#### RECORDS FOR THIS TASK:
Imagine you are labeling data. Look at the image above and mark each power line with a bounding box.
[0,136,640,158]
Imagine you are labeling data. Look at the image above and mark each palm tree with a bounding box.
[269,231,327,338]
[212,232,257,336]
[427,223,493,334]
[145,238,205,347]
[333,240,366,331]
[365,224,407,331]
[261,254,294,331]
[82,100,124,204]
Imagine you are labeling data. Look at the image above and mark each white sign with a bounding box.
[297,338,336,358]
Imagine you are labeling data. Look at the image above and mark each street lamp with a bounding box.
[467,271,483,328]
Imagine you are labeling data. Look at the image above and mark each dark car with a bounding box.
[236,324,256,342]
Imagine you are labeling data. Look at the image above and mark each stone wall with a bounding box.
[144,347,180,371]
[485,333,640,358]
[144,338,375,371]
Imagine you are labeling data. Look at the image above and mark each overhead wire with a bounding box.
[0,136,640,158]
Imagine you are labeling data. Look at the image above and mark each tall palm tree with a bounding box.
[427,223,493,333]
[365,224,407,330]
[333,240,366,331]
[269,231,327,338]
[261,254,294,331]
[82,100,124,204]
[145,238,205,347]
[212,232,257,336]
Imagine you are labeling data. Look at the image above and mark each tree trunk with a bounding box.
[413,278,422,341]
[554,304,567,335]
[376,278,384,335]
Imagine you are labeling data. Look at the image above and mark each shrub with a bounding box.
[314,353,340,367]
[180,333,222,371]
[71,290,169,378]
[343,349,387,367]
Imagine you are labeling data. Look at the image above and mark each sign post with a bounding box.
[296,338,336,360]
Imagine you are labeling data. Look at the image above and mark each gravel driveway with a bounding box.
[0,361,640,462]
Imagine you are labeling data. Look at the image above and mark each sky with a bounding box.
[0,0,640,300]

* * *

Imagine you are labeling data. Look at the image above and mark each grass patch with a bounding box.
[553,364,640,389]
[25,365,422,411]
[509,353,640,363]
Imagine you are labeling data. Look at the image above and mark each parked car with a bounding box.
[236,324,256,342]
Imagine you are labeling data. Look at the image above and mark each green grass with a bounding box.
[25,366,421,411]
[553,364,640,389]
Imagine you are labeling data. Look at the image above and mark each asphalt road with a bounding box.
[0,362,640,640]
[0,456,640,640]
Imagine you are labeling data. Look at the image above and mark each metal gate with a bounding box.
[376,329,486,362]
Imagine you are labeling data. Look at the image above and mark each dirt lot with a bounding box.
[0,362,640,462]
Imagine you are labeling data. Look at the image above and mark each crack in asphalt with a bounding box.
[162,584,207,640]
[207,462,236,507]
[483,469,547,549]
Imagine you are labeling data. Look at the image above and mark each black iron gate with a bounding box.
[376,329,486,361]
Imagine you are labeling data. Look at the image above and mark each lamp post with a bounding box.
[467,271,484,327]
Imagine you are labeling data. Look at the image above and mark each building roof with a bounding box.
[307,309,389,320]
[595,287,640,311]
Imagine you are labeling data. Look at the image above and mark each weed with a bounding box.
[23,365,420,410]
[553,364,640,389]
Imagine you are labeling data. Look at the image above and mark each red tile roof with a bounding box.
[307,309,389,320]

==

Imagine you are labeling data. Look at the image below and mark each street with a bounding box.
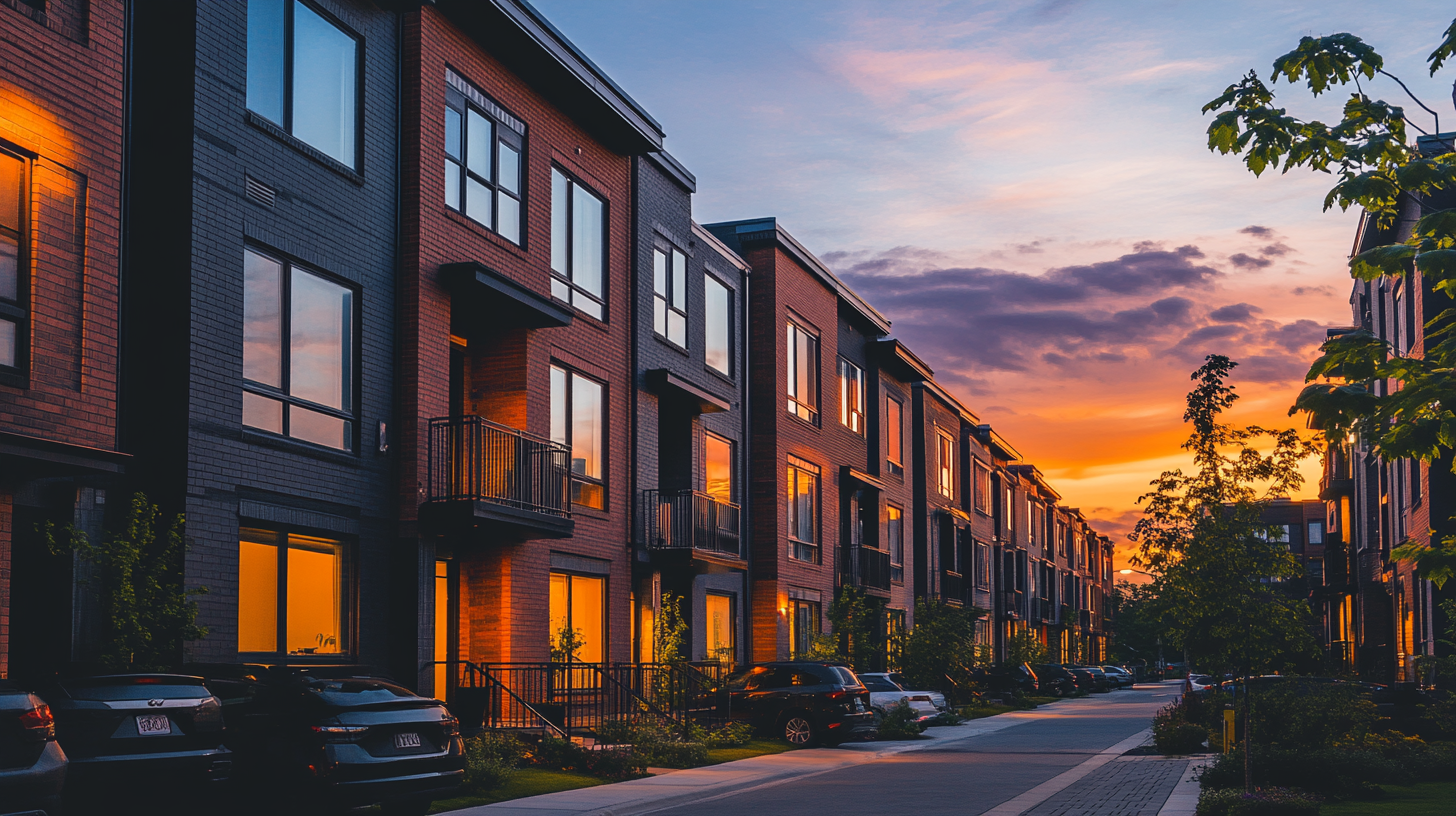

#### WHAT YOU HAVE TO DO:
Rename "dirt lot" to "unpaved lot" in the part of the items that opens with the line containing "metal gate with a bounding box." and closes with the line containing "[483,469,547,549]", and give only those lines, otherwise unchanged.

#### RESPONSE TO THE TASK:
Imagine you are labeling data. Look at the image above and mark each metal gate with a bounding box.
[376,329,486,362]
Imagine you are labeling data. Look at the image above and mark each unpaved lot with a bounding box.
[0,362,640,462]
Imagine you are labeling data. Look at the image above and mark each crack in asphalt with a bounding box.
[162,584,207,640]
[207,462,236,507]
[483,469,547,549]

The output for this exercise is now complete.